Reproduce every line of the material below from the line containing "Note: we are tagging the skewer" down to the end, shifting each answer coordinate by adding 70 to both of its numbers and leaving all other text unchanged.

==== The records ====

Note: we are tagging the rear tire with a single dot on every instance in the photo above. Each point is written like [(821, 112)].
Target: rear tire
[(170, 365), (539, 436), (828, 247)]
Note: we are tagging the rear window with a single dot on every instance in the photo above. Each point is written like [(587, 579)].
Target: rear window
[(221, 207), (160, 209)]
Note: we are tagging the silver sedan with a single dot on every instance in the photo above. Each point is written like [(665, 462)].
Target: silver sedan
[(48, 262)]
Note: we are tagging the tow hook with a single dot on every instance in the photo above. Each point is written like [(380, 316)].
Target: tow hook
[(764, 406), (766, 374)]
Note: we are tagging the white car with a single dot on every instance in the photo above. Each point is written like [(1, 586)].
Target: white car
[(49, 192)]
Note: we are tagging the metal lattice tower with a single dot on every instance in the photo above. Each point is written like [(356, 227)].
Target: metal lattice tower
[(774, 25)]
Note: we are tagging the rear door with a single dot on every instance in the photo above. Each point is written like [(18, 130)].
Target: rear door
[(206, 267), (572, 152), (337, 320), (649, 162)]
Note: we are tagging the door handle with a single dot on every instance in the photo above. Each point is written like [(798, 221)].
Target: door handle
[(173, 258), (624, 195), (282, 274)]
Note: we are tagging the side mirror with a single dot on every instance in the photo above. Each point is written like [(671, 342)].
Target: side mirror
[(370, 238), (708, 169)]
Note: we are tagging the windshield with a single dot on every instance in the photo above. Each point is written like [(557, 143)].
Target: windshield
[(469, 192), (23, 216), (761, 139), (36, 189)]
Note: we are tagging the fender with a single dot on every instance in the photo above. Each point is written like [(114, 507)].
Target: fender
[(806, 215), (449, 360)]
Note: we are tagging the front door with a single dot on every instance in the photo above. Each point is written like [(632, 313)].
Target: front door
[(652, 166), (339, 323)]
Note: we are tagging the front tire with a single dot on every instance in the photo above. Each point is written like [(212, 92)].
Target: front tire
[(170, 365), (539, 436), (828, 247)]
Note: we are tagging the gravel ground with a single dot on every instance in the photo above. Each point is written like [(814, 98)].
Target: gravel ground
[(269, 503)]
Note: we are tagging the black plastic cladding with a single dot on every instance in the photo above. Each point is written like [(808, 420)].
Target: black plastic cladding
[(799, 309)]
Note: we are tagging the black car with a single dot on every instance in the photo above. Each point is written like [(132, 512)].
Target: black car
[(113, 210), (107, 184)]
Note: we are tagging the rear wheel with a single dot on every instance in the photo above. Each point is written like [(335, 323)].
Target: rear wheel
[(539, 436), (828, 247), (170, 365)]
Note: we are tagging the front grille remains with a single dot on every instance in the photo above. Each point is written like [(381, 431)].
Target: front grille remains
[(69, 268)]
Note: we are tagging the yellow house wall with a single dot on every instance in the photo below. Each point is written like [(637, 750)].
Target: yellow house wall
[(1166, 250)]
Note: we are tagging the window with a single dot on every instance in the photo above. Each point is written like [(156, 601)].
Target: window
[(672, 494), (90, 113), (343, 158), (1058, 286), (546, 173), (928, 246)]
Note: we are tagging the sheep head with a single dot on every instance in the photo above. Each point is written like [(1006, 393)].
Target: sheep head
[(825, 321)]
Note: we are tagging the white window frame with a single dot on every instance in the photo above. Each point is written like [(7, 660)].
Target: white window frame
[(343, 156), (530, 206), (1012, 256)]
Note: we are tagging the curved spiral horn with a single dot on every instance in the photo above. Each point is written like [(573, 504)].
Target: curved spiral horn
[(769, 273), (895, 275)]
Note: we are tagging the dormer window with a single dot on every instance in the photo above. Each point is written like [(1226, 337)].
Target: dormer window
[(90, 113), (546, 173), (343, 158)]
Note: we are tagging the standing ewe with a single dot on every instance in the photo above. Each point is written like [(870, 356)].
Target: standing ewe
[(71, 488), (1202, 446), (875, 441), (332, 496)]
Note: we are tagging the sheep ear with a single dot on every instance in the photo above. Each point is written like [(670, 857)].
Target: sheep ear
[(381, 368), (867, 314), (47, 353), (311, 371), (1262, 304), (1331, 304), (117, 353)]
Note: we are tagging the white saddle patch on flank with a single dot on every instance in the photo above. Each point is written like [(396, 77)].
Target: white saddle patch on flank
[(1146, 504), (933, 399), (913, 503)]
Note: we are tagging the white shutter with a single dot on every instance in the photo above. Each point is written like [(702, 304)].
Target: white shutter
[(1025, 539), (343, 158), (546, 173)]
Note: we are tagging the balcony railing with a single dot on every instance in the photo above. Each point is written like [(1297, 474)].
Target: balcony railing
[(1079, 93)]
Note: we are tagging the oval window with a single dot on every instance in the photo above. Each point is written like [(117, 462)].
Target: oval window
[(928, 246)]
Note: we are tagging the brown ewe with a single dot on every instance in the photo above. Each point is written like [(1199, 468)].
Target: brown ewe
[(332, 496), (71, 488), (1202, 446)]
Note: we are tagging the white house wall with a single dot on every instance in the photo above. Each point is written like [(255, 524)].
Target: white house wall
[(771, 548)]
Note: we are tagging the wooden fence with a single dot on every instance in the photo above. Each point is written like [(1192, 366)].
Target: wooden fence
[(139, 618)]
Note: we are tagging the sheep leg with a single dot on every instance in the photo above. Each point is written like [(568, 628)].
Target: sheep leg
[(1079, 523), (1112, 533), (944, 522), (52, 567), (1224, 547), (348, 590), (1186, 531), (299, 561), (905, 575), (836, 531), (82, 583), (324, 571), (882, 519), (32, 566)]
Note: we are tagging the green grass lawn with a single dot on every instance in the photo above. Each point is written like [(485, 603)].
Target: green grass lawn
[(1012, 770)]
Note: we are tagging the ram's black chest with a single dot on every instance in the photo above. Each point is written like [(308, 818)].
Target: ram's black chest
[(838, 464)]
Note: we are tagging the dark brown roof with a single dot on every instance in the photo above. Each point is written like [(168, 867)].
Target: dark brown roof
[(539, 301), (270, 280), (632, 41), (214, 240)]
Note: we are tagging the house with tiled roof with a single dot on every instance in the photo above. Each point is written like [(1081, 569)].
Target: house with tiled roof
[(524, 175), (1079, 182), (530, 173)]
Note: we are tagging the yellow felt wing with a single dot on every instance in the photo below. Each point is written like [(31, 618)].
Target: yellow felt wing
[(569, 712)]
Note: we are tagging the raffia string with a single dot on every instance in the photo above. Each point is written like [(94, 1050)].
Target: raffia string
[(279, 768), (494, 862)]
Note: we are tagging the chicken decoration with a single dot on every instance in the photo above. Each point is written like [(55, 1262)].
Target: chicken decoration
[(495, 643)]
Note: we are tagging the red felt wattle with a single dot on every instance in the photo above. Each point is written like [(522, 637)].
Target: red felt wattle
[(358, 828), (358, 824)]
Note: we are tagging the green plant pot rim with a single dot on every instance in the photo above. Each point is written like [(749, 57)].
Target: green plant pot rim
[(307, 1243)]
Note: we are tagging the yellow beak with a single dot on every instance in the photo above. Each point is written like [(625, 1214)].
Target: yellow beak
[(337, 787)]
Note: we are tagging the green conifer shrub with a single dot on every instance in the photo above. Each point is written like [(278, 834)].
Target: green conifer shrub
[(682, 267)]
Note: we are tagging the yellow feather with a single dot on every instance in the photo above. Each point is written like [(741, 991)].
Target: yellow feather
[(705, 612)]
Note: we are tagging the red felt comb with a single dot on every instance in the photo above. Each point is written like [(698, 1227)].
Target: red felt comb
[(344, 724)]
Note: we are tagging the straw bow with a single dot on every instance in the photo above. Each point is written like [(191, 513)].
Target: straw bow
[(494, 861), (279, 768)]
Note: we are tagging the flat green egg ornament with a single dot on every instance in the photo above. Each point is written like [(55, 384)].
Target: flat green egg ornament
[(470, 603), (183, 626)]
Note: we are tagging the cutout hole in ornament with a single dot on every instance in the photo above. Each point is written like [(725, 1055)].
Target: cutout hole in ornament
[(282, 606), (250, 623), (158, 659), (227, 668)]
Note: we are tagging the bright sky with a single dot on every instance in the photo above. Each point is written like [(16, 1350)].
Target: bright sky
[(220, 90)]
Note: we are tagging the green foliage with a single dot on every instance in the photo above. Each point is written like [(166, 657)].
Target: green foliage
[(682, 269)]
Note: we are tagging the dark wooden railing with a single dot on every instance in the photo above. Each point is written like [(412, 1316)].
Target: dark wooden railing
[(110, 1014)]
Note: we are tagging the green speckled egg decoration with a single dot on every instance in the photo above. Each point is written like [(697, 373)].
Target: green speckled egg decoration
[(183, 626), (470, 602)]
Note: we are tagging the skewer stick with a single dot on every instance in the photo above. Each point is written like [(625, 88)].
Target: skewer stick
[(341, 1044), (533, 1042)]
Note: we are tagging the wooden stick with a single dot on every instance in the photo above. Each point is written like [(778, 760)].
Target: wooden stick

====

> Answer in full:
Note: we are tagging the skewer stick with a single dot on every instance in the photo above. Each point is written like [(625, 88)].
Target: skewer stick
[(411, 1114), (603, 1112)]
Note: we are tagging the wooden stick with a single dot on every instance in the photo above. Each point is written like [(778, 760)].
Target: wooden stick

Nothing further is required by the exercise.